**Passage shown**

=-=-=

God is the ultimate authority

(Ro 13:1 NKJV) Let every soul be subject to the governing authorities. For there is no authority except from God, and the authorities that exist are appointed by God.
This does not let Pilate off the hook for sending Jesus to be crucified.
He would one day be called into account before God with what he did with the authority that God had given to Him.


Respecting authority

The Bible consistently teaches that we need to learn respect for our government leaders, and that includes presidents and governors, even the ones that are democrats.
(1 Ti 2:1–2 NKJV) —1 Therefore I exhort first of all that supplications, prayers, intercessions, and giving of thanks be made for all men, 2 for kings and all who are in authority, that we may lead a quiet and peaceable life in all godliness and reverence.
Paul wrote Romans and 1Timothy during the reign of crazy Caesar Nero who was known for killing Christians.
Note:  This doesn’t mean you can’t vote a man out of office, but while he’s in office you and I need to respect and lovingly pray for him.

:11 the one who delivered Me to you

Jesus could be talking about Judas, but it makes more sense that He’s talking about Caiaphas, the high priest who has been the one to hand Jesus over to Pilate.

Caiaphas the high priest knew the Scriptures. He knew the prophecies about the coming Messiah.

Yet he willingly ignored the evidence about Jesus being the Messiah.
He still chose to have Jesus put to death. He stirred up the people to ask for Jesus to be put to death. He pressured Pilate into putting Jesus to death.
Caiaphas had a sin greater than Pilate’s.

And yet it’s also strangely ironic that the Chief Priest (Caiaphas) is the one responsible for making the sacrifice of the Lamb of God (Jesus) who would take away the sins of the world.

:12 From then on Pilate sought to release Him, but the Jews cried out, saying, “If you let this Man go, you are not Caesar’s friend. Whoever makes himself a king speaks against Caesar.”

:12 you are not Caesar’s friend

Pilate was not going to be convinced to put Jesus to death by hearing about Jewish laws. The Jewish leaders now appeal to Pilate’s political responsibilities.

=-=-=

**Rows from a data source**
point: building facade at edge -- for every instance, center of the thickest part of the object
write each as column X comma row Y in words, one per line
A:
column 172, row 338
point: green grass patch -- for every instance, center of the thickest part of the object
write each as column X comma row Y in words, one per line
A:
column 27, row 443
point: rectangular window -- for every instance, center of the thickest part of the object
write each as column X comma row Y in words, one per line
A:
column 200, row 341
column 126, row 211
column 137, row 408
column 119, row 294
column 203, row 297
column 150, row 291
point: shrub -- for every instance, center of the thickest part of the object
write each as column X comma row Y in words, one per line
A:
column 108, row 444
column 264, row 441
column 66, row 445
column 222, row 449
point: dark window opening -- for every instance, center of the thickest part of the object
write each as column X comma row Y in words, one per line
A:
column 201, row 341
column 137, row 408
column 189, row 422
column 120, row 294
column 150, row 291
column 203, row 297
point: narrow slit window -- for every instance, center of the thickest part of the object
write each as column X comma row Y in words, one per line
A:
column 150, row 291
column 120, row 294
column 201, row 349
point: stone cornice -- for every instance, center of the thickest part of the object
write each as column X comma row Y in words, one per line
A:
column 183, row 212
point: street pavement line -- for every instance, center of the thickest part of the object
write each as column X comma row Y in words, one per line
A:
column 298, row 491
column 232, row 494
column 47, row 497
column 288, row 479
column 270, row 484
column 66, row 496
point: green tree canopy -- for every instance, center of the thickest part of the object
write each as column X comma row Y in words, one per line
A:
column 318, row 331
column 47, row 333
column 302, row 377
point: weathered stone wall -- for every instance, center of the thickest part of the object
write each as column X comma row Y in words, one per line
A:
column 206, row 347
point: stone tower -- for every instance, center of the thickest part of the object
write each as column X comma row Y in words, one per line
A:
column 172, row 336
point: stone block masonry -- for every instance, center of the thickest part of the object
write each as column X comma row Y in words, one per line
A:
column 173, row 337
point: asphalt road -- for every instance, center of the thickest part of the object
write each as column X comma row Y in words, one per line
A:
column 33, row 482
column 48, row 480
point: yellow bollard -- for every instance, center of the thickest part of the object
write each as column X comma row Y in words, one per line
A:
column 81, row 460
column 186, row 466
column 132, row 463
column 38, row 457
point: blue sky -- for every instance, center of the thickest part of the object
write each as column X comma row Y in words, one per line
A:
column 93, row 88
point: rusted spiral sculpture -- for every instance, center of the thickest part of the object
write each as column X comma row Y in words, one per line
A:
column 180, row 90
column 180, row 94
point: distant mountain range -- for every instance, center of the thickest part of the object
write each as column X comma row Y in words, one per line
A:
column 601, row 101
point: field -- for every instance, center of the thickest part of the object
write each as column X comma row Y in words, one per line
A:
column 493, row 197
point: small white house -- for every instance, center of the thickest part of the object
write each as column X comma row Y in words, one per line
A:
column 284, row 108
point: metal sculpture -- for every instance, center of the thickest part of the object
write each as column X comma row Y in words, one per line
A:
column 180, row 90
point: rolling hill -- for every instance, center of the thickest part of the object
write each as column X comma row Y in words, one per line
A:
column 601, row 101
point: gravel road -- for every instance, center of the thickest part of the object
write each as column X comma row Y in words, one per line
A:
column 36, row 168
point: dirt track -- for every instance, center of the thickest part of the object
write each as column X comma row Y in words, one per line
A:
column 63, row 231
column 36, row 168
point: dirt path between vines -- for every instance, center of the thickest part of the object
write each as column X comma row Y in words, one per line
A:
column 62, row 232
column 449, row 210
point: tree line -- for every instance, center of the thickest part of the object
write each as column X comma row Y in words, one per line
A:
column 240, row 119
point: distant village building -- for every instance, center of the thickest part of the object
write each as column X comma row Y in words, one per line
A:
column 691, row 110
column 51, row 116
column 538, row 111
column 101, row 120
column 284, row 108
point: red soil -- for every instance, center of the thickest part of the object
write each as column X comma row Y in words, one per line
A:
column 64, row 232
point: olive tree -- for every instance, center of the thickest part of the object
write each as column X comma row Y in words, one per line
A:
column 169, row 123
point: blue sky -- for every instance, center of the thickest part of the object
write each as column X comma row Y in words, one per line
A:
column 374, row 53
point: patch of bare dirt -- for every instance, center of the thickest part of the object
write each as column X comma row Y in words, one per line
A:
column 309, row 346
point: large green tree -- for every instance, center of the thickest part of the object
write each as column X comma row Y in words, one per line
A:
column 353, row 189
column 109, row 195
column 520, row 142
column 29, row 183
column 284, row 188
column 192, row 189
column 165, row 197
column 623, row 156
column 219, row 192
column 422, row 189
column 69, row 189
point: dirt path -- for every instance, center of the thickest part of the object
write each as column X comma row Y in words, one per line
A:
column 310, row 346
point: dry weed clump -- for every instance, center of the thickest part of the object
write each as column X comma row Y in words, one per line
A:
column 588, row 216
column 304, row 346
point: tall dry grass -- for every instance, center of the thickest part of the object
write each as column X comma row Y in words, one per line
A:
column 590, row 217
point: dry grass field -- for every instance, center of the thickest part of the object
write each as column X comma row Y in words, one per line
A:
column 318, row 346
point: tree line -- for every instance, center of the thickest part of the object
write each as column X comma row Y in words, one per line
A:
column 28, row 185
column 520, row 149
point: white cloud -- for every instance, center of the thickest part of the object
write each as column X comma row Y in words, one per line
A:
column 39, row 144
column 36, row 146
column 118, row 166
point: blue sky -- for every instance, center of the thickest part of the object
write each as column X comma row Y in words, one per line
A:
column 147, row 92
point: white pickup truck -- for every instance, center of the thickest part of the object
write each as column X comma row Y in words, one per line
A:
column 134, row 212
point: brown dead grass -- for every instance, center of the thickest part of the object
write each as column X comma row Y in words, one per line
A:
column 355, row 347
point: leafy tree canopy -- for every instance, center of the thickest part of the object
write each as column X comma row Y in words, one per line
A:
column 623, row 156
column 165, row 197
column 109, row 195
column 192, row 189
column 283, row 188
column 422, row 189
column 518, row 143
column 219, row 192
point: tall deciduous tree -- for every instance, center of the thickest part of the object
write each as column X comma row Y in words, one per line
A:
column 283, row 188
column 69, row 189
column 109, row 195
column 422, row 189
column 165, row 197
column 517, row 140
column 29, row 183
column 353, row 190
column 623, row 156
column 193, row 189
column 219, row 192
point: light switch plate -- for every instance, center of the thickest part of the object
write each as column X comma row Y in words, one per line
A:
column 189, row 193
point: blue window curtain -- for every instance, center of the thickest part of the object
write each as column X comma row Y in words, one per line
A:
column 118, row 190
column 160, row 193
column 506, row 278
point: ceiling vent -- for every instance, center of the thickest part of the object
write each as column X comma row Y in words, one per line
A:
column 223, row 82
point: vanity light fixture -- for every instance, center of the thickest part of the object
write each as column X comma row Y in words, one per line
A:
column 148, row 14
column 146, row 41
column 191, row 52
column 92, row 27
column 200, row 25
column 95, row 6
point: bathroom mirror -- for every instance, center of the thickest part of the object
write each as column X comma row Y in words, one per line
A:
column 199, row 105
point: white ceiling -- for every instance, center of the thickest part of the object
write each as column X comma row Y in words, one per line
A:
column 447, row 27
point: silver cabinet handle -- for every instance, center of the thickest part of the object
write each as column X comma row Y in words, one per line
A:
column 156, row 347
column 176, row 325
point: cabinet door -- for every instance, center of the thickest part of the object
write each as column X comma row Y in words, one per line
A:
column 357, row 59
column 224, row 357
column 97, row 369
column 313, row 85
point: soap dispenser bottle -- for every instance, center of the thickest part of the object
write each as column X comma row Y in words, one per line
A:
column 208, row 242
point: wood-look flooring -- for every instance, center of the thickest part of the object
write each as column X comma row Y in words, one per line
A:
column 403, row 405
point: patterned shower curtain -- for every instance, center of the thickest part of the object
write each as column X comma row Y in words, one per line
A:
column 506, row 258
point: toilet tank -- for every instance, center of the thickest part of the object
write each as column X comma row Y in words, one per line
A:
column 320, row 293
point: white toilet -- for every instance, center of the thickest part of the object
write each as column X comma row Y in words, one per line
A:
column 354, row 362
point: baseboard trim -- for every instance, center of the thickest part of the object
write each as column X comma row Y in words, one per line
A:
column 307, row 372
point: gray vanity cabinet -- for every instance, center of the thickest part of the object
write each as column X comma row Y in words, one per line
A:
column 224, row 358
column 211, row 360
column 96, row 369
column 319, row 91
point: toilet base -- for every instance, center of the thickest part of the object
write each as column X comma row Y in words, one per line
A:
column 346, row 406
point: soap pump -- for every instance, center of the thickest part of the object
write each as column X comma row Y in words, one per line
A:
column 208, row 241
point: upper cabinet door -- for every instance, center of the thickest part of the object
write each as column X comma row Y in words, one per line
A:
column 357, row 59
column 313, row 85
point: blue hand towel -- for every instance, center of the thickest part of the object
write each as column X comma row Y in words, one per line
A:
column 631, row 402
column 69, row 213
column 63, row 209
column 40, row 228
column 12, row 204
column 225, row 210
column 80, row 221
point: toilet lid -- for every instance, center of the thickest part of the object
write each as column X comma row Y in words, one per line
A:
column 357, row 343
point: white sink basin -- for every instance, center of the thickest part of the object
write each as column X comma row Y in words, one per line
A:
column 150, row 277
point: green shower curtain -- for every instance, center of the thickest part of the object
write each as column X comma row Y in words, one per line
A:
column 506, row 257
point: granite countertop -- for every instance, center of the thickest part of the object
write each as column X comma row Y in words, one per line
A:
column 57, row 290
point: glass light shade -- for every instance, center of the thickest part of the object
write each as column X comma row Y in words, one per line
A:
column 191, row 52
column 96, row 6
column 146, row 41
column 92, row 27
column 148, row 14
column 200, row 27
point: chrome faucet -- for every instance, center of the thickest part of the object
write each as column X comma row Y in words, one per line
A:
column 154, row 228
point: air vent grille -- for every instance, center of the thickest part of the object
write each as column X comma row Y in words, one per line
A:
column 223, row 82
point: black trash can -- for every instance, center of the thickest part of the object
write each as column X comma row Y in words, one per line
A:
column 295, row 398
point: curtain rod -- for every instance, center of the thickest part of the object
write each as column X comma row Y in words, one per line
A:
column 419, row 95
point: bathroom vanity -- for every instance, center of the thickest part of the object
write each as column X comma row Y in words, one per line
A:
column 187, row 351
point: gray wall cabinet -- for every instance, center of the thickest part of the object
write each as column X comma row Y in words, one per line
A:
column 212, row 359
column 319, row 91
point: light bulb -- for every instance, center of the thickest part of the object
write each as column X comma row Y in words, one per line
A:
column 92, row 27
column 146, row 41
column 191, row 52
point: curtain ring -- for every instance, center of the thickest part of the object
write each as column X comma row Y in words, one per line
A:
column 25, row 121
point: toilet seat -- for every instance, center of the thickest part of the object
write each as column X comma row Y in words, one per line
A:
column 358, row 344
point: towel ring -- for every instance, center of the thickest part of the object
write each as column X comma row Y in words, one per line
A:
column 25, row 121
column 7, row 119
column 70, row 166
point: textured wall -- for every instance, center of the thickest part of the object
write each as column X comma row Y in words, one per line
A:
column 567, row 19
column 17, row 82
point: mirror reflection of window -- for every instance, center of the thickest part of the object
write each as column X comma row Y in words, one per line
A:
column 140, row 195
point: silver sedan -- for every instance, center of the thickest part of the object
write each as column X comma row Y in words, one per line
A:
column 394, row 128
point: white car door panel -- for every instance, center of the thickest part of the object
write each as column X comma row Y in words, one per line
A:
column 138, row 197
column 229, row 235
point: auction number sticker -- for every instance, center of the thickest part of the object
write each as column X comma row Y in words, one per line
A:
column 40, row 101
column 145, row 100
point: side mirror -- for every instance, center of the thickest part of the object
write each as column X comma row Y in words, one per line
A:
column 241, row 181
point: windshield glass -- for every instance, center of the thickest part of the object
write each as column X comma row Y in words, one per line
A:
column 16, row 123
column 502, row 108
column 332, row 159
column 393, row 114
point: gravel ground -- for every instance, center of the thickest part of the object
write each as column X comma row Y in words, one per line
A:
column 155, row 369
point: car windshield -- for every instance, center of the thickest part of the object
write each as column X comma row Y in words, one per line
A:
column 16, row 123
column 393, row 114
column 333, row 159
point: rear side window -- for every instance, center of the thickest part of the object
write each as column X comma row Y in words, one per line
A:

=-=-=

Please continue the Bible commentary on Pilate, Caiaphas and authority, picking up right after its last sentence.

:13 When Pilate therefore heard that saying, he brought Jesus out and sat down in the judgment seat in a place that is called The Pavement, but in Hebrew, Gabbatha.

:13 the judgment seatbema – the official seat of a judge

:13 The Pavementlithostrotos – stones laid together to form a pavement

:13 Gabbathagabbatha – “elevated or a platform”

Pilate had his “throne” on a paved area elevated above the people.

:14 Now it was the Preparation Day of the Passover, and about the sixth hour. And he said to the Jews, “Behold your King!”

:15 But they cried out, “Away with Him, away with Him! Crucify Him!” Pilate said to them, “Shall I crucify your King?” The chief priests answered, “We have no king but Caesar!”

:15 We have no king but Caesar

Sadly, they are rejecting their true King in favor of man’s king.

:16 Then he delivered Him to them to be crucified. Then they took Jesus and led Him away.

:14 Preparation Day paraskeue – a making ready, preparation, equipping; the day of preparation

It’s Friday morning.  The Passover would begin at sundown on that Friday.

:14 about the sixth hour

There were different ways of telling time (Jewish and Roman). John is probably using Roman time, which would mean that the sentencing took place “about” 6:00a.m.

Mark (15:25) tells us that the actual crucifixion itself took place the “third hour”, in Jewish time that would be 9:00a.m.  It took three hours to get Jesus off to Calvary and up on a cross.

Next week we will talk about the crucifixion.

:14 Behold your King

It’s no longer “Behold the man”, but now “Behold your King”.

Play “Gospel of John” clip.


Who is my King?

Perhaps Pilate is simply mocking the Jews about their “King”.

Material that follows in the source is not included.